Consigne 1 ::
Relevez, dans l'ordre où ils apparaissent, tous les pays désignés par leur nom dans le texte sur les relations israélo-palestiniennes.
Consigne 2 ::
Rédigez la suite du texte sur les relations israélo-palestiniennes, à partir de sa dernière phrase.

Extrait ::
L'histoire des relations israélo-palestiniennes ne commence pas le 7 octobre 2023. Peut-être n'est-il pas inutile de revenir en arrière. Je passe sur la création de l'Etat d'Israël qui, pour réparer une injustice, en a engendré une nouvelle. En 2006, le Hamas remporte les élections palestiniennes face au Fatah. Ce résultat s'explique en partie par la politique israélienne qui a consisté à humilier l'Autorité palestinienne et à refuser toute concession pouvant laisser entrevoir la naissance d'un Etat palestinien. Ne voyant rien venir, les Palestiniens, las d'attendre, se tournent vers le Hamas, plus radical. Mahmoud Abbas demande logiquement à Ismaël Haniyeh, chef du Hamas (récemment assassiné en Iran), de former un gouvernement. Israël et les Etats-Unis font savoir qu'il n'est pas question de négocier avec une Autorité palestinienne dominée par le Hamas. On l'a oublié depuis, mais au moment où il gagne les élections et où il se trouve aux portes du pouvoir, le Hamas a été confronté à un dilemme: s'arcbouter sur ses principes (la destruction de l' "Etat sioniste") ou bien devenir réaliste (discuter avec les Israéliens). Et certaines déclarations à l'époque laissent à penser que les dirigeants du Hamas auraient été prêts à faire évoluer la ligne politique de leur mouvement. Etait-ce sincère? La suite des événements fait qu'on ne le saura jamais, Israël ayant fermé la porte à toute possible discussion au motif que le Hamas est un mouvement terroriste (ce que le Fatah a aussi été, mais passons). La situation est bloquée et évolue vers une quasi-guerre civile entre Hamas et Fatah. Tandis que le Hamas évince le Fatah de la bande de Gaza, le Fatah prend le contrôle de la Cisjordanie (enfin des parcelles qu'Israël a laissées aux mains de l'Autorité palestinienne). A ce moment, rappelons-le, Israël s'est frotté les mains: l'unité des Palestiniens ayant volé en éclat, il n'y a aucune raison de négocier quoi que ce soit avec qui que ce soit, puisque aucun mouvement n'est représentatif du peuple palestinien. Pas de concession, aucune raison d'arrêter l'implantation de colonies en Cisjordanie.

Jeu de données ::
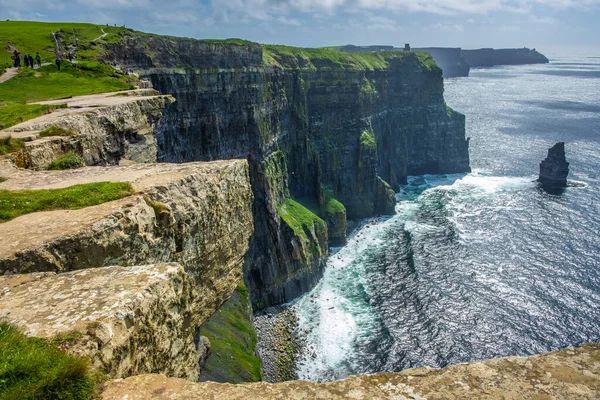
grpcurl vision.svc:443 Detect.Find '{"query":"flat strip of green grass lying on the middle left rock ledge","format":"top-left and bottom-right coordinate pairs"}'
top-left (0, 182), bottom-right (134, 222)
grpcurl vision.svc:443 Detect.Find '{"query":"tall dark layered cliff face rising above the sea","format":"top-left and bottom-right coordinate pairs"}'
top-left (107, 36), bottom-right (469, 308)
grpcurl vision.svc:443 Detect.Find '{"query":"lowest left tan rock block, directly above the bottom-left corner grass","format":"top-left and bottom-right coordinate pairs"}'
top-left (0, 264), bottom-right (201, 380)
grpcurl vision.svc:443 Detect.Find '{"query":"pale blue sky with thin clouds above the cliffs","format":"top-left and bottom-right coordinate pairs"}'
top-left (0, 0), bottom-right (600, 56)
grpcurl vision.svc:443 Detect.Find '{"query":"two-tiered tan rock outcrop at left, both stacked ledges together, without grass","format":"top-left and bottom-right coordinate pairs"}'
top-left (0, 160), bottom-right (253, 380)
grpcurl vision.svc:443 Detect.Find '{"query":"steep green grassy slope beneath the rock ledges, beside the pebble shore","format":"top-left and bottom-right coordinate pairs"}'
top-left (200, 282), bottom-right (262, 383)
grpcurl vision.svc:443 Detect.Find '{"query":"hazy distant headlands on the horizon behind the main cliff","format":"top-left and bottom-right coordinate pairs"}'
top-left (339, 45), bottom-right (549, 78)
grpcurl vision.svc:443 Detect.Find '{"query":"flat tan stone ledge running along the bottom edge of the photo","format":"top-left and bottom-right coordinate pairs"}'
top-left (102, 344), bottom-right (600, 400)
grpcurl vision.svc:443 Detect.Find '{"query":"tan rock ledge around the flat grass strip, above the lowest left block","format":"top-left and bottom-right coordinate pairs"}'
top-left (0, 160), bottom-right (253, 332)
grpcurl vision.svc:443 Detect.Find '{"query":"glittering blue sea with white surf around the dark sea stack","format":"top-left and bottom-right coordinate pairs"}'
top-left (295, 57), bottom-right (600, 380)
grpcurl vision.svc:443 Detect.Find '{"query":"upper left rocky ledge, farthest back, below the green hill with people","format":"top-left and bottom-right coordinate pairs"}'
top-left (0, 89), bottom-right (175, 169)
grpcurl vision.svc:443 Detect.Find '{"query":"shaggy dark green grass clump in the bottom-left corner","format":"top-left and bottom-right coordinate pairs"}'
top-left (0, 322), bottom-right (96, 400)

Réponse 1 ::
Israël, Iran, Etats-Unis

Réponse 2 ::
 

Jusqu'en octobre 2023, cette situation a parfaitement fait l'affaire des autorités israéliennes: à Ramallah, une Autorité palestinienne diminuée, aux mains d'un Fatah miné par la corruption, sans réelle légitimité et bien incapable de s'opposer à la multiplication des colonies en Cisjordanie; à Gaza, un Hamas tout-puissant, mais isolé, sous embargo, plus ou moins sous contrôle - du moins le croyait-on - avec des affrontements sporadiques qui permettent de justifier le développement et l'entretien d'un coûteux dispositif de sécurité côté israélien, et quelques campagnes de bombardement de temps à autre. Pendant ce temps-là, champagne et petits fours dans les ministères israéliens. Et comme buisness is buisness, Israël en profite pour "normaliser" ses relations avec un certain nombre de pays musulmans, le Maroc, les Emirats Arabes Unis, et peut-être même un beau jour l'Arabie Saoudite. Les Palestiniens? Après avoir été instrumentalisés pendant des décennies par les gouvernements arabes, ils n'intéressent plus personne. En Israël et ailleurs, on finit par adopter le célèbre raisonnement des Shadoks: "s'il n'y a pas de solution, c'est qu'il n'y a pas de problème". Seulement voilà, un beau matin, Israël s'est retrouvé pris au piège de l'apprenti-sorcier qui a contribué à créer un monstre: celui-ci a échappé à tout contrôle, et les massacres du 7 octobre 2023 se sont produits. Les rafales de kalachnikov et les hurlements des mourants ont noyé l'espoir de poursuivre paisiblement une ligne politique qui avait fini par considérer que les Palestiniens n'existaient pas.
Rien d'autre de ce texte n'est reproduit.